Below are the records; copy each line in which "branch" can be found.
---- Provided data
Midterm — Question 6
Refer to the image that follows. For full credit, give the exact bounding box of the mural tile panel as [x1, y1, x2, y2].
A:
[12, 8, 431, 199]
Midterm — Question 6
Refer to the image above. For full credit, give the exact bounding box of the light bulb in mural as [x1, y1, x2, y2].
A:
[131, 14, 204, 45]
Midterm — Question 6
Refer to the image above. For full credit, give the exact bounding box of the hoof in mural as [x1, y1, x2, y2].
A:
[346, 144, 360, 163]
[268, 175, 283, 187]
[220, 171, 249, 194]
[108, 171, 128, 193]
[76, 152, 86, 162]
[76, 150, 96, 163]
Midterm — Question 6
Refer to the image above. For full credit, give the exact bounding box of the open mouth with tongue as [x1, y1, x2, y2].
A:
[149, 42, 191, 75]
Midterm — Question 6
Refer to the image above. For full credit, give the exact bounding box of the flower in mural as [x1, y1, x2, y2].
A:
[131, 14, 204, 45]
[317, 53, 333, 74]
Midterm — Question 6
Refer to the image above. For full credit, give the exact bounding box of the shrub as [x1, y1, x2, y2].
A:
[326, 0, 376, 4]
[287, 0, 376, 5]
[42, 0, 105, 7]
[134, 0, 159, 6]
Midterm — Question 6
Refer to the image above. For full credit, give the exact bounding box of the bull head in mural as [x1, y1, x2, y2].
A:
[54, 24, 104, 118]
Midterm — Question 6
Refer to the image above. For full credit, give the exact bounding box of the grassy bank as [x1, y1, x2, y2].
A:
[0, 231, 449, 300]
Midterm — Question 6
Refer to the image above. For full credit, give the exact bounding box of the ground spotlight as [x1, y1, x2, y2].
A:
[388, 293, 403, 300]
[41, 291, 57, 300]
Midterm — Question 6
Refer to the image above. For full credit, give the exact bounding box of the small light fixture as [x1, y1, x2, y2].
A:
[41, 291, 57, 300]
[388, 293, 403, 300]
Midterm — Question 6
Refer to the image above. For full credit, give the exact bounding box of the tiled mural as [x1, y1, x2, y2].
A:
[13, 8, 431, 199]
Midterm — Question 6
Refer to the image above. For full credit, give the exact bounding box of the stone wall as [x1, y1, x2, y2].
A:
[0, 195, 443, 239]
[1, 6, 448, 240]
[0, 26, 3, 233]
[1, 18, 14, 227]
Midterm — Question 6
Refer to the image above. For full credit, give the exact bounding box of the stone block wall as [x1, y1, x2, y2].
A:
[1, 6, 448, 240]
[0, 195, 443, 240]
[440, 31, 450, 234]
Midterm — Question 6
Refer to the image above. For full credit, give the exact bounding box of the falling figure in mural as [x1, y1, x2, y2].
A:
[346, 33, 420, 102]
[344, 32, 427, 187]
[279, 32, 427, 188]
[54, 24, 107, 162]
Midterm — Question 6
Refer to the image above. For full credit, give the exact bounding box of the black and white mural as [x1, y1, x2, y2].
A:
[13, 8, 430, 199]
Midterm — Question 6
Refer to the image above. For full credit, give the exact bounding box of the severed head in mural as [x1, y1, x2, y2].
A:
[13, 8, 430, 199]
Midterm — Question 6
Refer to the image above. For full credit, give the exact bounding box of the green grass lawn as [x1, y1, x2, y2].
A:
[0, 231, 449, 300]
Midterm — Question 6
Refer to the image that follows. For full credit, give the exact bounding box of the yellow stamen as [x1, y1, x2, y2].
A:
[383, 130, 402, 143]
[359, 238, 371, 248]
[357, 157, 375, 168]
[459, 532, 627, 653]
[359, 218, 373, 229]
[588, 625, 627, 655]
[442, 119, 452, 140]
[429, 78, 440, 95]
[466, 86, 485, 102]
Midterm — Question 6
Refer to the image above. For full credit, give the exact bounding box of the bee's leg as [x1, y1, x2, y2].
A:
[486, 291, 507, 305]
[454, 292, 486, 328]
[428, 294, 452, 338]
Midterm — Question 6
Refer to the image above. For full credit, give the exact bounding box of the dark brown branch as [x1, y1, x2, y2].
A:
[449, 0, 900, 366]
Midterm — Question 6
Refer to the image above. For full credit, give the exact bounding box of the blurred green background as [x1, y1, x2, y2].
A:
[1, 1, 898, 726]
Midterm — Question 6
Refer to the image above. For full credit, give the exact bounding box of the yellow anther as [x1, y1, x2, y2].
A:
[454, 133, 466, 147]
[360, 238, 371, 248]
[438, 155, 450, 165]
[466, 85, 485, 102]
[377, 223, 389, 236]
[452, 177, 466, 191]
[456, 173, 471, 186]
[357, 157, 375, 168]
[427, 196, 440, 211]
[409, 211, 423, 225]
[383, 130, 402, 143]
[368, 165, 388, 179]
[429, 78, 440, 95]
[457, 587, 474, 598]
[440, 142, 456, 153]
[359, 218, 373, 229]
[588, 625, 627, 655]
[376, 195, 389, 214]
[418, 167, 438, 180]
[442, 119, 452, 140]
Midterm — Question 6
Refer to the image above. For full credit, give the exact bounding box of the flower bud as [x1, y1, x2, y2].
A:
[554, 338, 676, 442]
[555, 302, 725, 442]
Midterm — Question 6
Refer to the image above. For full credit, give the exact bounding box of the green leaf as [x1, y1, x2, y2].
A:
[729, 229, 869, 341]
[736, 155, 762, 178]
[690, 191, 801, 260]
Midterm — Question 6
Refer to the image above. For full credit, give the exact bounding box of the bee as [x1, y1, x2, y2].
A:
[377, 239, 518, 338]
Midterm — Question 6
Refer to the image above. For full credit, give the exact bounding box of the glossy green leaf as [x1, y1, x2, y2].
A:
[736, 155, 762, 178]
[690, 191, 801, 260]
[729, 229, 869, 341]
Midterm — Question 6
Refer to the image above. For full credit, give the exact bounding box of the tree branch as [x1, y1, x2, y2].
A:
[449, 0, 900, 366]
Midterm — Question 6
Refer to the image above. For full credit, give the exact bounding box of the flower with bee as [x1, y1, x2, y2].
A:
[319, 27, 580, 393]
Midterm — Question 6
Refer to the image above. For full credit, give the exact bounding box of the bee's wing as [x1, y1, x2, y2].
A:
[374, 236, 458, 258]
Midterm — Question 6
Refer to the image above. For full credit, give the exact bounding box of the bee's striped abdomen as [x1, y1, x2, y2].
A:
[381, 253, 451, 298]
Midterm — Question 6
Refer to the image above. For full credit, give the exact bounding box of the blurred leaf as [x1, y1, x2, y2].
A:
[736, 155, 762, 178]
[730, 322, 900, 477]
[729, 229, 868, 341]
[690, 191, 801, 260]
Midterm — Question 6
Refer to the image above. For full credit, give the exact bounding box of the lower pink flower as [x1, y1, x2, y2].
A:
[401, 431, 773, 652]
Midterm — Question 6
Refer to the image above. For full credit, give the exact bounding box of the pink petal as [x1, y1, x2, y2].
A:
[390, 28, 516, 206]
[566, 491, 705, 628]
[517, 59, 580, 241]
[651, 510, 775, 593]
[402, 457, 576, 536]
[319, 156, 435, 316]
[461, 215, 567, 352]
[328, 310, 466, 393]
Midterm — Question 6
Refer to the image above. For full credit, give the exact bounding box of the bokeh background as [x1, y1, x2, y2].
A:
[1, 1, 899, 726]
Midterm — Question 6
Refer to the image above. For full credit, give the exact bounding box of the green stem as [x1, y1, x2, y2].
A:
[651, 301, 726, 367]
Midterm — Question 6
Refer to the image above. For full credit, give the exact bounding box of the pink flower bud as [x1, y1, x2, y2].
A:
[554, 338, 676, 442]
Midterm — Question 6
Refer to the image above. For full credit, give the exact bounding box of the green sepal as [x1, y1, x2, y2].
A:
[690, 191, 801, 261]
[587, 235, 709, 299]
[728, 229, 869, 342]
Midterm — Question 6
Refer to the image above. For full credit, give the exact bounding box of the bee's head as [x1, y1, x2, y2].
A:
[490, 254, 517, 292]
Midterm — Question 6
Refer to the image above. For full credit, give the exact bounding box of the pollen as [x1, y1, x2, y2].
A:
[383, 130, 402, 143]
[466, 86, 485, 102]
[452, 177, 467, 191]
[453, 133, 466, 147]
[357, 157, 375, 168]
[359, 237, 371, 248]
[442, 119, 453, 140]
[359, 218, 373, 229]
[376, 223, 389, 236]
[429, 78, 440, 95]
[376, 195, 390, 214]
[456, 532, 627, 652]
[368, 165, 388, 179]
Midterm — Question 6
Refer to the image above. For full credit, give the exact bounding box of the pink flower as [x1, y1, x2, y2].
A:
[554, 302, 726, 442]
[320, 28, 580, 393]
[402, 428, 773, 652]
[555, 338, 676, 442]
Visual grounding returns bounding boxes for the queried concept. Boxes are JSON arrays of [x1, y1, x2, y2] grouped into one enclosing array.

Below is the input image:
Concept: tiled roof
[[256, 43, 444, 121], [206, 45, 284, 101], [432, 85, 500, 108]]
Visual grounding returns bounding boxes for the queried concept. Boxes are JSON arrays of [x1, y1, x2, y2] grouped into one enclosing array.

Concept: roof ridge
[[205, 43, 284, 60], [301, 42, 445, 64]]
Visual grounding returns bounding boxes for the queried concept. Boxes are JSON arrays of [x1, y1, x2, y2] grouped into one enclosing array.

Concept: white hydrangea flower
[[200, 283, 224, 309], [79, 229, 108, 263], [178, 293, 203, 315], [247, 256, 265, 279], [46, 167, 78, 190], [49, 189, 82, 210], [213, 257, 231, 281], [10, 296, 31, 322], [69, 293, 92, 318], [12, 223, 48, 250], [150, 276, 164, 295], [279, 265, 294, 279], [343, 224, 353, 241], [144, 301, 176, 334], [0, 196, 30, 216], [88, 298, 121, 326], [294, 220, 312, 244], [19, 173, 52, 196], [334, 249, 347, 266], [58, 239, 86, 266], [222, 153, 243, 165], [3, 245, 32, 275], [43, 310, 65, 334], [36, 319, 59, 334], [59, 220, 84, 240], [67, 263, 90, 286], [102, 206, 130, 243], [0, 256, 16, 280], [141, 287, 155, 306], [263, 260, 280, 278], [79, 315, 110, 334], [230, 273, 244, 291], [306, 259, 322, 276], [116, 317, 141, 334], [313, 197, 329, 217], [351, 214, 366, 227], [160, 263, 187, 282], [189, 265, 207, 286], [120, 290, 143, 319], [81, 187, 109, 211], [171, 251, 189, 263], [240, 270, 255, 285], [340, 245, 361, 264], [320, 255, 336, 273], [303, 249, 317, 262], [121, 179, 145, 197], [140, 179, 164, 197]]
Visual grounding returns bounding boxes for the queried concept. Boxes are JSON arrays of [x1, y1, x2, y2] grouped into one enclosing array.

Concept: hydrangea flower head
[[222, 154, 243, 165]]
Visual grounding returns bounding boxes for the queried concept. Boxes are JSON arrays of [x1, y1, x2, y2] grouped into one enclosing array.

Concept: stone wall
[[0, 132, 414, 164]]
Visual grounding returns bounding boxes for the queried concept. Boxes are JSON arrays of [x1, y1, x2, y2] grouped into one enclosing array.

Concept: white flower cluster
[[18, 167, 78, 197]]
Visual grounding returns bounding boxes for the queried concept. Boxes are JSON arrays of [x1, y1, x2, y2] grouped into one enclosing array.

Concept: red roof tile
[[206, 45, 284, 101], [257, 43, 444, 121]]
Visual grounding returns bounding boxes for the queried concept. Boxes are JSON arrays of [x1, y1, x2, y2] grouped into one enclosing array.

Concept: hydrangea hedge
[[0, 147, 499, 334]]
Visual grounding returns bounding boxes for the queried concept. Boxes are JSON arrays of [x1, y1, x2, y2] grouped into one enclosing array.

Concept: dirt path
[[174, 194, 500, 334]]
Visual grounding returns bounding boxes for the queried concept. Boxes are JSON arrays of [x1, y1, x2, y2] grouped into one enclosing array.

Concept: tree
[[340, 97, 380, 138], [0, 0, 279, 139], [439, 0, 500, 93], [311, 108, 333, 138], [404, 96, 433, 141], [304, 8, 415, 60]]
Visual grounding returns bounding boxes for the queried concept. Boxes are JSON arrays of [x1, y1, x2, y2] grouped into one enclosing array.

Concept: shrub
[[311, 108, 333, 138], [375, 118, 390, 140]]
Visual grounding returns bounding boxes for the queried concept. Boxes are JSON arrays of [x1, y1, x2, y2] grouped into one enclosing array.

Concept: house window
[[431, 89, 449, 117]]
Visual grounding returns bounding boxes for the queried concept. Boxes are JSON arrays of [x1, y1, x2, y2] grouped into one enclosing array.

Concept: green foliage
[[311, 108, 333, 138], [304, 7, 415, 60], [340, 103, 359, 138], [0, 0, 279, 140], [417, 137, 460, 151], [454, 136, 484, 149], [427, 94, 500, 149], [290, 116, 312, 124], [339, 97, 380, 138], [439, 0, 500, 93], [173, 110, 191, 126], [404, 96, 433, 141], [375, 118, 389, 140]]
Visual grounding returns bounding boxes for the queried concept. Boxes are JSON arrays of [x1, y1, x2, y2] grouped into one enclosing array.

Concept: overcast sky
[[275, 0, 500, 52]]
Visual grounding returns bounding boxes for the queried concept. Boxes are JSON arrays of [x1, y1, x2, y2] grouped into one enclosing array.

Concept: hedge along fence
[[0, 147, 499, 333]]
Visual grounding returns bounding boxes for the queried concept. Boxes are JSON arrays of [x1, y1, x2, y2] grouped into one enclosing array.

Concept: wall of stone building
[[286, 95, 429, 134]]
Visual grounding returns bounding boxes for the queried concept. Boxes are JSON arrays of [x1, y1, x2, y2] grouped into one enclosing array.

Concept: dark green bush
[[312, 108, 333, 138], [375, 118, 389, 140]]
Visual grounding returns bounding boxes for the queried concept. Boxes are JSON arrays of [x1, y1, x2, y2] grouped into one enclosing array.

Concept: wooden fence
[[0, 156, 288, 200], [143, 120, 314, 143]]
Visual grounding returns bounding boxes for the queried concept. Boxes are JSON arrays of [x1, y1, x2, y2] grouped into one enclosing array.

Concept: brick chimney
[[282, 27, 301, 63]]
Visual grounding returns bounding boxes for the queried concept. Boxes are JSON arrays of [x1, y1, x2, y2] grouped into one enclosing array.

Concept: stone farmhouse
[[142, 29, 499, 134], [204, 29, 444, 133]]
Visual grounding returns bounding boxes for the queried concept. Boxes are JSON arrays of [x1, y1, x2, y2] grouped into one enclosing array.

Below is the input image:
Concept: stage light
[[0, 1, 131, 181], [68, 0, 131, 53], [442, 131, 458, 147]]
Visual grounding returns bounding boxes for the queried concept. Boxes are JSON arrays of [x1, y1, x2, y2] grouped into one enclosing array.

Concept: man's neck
--------
**Result for this task:**
Refer to the image above. For full credit, give the exact bounding box of the dark brown branch as [x1, y1, x2, y2].
Refer to the image above. For full credit, give the exact bounding box of the tree branch as [x1, y1, x2, y2].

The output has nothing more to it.